§ **Required work**
Write out, word for word, the stretch of the Elasticsearch cluster text below from "If Elasticsearch platinum" through "resource to a file.".

If Elasticsearch platinum or enterprise license expires, ECK operator will switch it to basic license, if this doesn't happen automatically and if you notice license expiration error, switch to basic license by calling the Elasticsearch API.
How to create a new cluster
Be aware that removing LogStorage temporarily removes Elasticsearch from your cluster. Features that depend on LogStorage are temporarily unavailable, including the dashboards in the Manager UI. Data ingestion is also temporarily paused, but will resume when the LogStorage is up and running again. Follow these steps to create a new Elasticsearch cluster.
-
Optional: To delete all current data follow this step. For each PersistentVolume in StorageClass
tigera-elasticsearch
that is currently mounted, set the ReclaimPolicy toRecycle
orDelete
. -
Export your current LogStorage resource to a file.
kubectl get logstorage tigera-secure -o yaml > log-storage.yaml
-
Delete logstorage.
kubectl delete -f log-storage.yaml
-
Delete the trial license. You can skip this step if the secret is not present in your cluster.
kubectl delete secret -n tigera-eck-operator trial-status
-
Optional: If you made changes to the ReclaimPolicy in step 1, revert them so that it matches the value in StorageClass
tigera-elasticsearch
again. -
Apply the LogStorage again.
kubectl apply -f log-storage.yaml
-
Wait until your cluster is back up and running.
watch kubectl get tigerastatus
Common problems
Elasticsearch is pending
Solution/workaround: Most often, the reason is due to the absence of a PersistentVolume that matches the PersistentVolumeClaim. Check that there is a Kubernetes node with enough CPU and memory. If the field dataNodeSelector
in the LogStorage resource is used, make sure there are pods that match all the requirements.

§ **Source material**
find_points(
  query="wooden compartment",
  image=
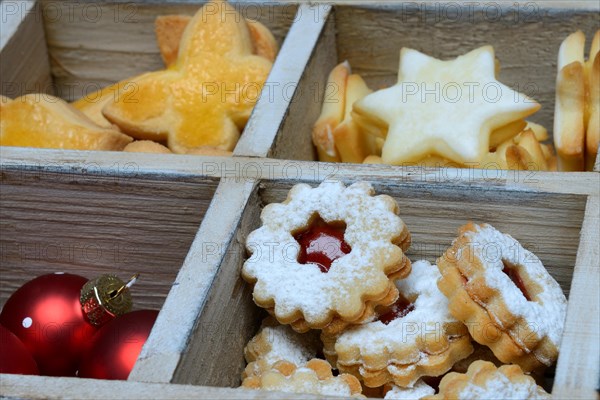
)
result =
(559, 224)
(71, 50)
(157, 203)
(369, 35)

§ **Answer to this task**
If Elasticsearch platinum or enterprise license expires, ECK operator will switch it to basic license, if this doesn't happen automatically and if you notice license expiration error, switch to basic license by calling the Elasticsearch API.
How to create a new cluster
Be aware that removing LogStorage temporarily removes Elasticsearch from your cluster. Features that depend on LogStorage are temporarily unavailable, including the dashboards in the Manager UI. Data ingestion is also temporarily paused, but will resume when the LogStorage is up and running again. Follow these steps to create a new Elasticsearch cluster.
-
Optional: To delete all current data follow this step. For each PersistentVolume in StorageClass
tigera-elasticsearch
that is currently mounted, set the ReclaimPolicy toRecycle
orDelete
. -
Export your current LogStorage resource to a file.